WHAT THE TASK ASKS>
Copy the data word for word, beginning with the line that contains "task: outline the <item>flower cluster</item>" and ending with the last line of the data, including both of those lines.

ENTRIES SHOWN>
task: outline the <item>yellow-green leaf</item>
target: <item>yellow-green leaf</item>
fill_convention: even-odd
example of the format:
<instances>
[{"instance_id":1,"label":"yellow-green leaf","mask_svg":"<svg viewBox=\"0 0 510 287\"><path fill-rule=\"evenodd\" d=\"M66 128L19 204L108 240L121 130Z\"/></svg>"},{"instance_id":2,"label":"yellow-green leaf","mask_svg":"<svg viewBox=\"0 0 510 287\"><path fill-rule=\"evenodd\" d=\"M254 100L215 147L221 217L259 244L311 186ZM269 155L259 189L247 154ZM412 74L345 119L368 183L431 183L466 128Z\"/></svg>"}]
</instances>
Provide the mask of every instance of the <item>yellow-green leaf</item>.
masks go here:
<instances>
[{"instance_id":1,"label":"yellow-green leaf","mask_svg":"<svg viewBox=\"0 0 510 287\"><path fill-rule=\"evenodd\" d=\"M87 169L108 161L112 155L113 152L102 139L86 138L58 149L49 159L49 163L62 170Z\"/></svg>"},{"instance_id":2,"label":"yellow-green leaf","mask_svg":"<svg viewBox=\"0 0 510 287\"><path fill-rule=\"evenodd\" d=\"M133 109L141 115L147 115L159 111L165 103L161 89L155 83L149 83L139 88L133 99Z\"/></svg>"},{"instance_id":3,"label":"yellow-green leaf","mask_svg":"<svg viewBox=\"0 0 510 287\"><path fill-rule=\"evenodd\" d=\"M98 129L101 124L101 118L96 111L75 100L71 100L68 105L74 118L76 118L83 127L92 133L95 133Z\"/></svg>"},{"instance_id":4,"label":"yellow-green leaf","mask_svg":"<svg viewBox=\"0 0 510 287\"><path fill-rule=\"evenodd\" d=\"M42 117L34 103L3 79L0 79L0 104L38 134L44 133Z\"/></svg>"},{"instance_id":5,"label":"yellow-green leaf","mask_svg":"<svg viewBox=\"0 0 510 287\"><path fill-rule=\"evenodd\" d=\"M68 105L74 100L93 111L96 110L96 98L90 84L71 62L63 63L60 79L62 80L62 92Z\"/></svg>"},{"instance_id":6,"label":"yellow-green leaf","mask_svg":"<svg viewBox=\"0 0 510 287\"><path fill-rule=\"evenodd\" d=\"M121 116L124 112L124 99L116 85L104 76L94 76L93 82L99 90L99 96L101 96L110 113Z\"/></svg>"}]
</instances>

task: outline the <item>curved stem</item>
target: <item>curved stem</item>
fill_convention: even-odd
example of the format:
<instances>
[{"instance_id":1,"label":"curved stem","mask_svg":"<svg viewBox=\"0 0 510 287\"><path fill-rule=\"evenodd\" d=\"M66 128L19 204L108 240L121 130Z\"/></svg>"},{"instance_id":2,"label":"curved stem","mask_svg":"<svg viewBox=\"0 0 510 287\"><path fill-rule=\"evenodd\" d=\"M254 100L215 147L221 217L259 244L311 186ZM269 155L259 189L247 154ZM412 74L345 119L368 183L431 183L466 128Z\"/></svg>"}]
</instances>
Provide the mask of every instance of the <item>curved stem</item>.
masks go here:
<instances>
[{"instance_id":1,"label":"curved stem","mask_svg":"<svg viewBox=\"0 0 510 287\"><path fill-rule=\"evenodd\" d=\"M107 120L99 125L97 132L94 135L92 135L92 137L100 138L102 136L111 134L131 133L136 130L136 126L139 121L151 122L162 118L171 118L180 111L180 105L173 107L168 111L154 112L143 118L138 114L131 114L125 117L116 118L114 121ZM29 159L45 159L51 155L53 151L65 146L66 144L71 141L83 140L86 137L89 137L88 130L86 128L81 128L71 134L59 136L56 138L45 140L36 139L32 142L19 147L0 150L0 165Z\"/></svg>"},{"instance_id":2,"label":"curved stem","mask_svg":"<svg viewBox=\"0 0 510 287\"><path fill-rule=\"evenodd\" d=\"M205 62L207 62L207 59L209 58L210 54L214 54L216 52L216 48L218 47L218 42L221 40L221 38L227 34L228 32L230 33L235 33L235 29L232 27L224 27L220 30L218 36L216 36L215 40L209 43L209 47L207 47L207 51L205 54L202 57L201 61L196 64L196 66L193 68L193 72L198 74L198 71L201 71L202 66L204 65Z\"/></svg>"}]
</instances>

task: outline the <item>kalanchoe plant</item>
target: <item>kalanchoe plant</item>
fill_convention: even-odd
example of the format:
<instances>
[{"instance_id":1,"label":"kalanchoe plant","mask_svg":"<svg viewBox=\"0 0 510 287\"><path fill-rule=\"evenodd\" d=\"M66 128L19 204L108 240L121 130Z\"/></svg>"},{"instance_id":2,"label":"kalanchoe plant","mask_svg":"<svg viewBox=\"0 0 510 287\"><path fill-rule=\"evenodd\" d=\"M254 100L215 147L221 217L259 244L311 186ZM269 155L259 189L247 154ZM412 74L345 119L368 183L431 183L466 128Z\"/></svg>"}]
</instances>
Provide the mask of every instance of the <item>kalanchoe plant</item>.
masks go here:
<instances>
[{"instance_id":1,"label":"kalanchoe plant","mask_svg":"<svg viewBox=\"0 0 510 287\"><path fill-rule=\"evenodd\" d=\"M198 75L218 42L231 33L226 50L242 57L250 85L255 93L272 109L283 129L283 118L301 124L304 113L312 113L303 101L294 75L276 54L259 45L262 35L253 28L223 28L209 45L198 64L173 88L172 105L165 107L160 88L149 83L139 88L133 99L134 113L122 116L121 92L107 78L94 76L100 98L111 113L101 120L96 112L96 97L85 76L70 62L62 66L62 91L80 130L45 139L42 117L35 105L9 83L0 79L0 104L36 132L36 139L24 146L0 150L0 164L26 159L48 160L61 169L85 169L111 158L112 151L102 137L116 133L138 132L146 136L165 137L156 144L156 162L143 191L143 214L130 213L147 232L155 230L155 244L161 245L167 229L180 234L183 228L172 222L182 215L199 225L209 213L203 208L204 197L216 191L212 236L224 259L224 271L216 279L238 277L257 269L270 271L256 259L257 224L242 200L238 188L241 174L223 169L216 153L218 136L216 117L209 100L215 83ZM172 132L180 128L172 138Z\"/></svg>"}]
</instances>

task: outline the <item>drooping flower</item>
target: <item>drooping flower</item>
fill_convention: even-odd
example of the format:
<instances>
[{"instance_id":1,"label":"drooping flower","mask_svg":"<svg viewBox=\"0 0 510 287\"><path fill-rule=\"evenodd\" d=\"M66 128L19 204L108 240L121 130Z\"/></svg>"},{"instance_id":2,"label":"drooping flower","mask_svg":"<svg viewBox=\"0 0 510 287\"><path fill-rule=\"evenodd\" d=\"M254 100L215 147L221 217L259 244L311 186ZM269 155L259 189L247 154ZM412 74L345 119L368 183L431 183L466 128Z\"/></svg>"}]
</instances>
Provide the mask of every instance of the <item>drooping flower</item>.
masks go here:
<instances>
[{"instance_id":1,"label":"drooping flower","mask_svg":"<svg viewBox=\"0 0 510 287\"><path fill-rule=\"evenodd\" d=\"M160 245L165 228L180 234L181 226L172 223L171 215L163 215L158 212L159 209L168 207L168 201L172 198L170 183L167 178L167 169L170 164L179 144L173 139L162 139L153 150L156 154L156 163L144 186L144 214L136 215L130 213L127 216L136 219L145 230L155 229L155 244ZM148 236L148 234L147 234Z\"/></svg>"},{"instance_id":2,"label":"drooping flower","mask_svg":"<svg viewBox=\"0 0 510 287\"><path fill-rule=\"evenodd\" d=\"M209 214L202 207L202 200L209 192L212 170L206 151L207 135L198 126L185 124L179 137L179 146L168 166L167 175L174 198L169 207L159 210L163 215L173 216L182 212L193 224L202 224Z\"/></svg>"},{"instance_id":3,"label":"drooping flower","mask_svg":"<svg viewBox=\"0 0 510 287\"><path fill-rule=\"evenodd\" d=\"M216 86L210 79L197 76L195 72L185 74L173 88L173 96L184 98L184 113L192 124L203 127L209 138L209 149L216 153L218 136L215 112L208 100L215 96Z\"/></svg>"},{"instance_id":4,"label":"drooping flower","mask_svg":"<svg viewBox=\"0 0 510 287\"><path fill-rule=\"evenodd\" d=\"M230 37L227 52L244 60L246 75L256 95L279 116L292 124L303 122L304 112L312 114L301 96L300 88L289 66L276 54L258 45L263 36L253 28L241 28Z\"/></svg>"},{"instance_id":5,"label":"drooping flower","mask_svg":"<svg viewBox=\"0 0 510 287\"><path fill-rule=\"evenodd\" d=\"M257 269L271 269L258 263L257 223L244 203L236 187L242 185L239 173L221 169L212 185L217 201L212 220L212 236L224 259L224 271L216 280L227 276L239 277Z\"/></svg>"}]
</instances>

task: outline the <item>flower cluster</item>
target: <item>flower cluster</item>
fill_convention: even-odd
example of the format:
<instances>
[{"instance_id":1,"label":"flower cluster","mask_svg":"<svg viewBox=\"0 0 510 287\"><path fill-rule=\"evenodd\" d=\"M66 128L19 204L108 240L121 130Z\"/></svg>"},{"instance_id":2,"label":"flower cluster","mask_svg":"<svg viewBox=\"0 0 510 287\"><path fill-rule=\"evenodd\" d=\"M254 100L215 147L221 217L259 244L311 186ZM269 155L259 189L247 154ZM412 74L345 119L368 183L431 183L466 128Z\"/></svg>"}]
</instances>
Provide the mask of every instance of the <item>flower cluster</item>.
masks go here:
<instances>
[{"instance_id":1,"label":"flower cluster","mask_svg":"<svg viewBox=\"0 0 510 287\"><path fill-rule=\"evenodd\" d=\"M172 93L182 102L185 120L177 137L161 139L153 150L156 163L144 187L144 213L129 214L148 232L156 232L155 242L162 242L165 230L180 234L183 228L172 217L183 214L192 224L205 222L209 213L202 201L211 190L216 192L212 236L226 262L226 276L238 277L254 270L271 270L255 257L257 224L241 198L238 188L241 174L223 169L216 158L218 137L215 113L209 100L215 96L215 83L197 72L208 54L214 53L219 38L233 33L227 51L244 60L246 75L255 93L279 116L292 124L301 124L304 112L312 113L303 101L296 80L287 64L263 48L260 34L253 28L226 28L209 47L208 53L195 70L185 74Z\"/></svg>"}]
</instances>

THE ANSWER>
task: outline the <item>flower cluster</item>
target: <item>flower cluster</item>
fill_convention: even-odd
example of the format:
<instances>
[{"instance_id":1,"label":"flower cluster","mask_svg":"<svg viewBox=\"0 0 510 287\"><path fill-rule=\"evenodd\" d=\"M66 128L19 204L108 240L121 130Z\"/></svg>"},{"instance_id":2,"label":"flower cluster","mask_svg":"<svg viewBox=\"0 0 510 287\"><path fill-rule=\"evenodd\" d=\"M254 100L215 147L221 217L259 244L311 186ZM269 155L259 189L247 154ZM412 74L345 119L368 183L431 183L466 128Z\"/></svg>"}]
</instances>
Provide the mask of every instance of the <item>flower cluster</item>.
masks go here:
<instances>
[{"instance_id":1,"label":"flower cluster","mask_svg":"<svg viewBox=\"0 0 510 287\"><path fill-rule=\"evenodd\" d=\"M172 93L182 102L185 120L177 137L161 139L153 150L156 163L144 187L144 213L129 214L148 232L156 232L155 242L162 242L165 230L180 234L183 228L172 217L183 214L192 224L205 222L209 213L202 201L211 190L216 192L212 236L226 262L226 276L238 277L254 270L271 270L255 257L257 224L241 198L238 188L241 174L223 169L216 158L218 137L215 113L209 100L215 96L215 83L197 72L208 54L214 53L219 38L233 33L227 51L244 60L246 75L255 93L279 116L292 124L301 124L304 112L312 113L303 101L296 80L287 64L263 48L260 34L253 28L226 28L209 47L208 53L195 70L185 74Z\"/></svg>"}]
</instances>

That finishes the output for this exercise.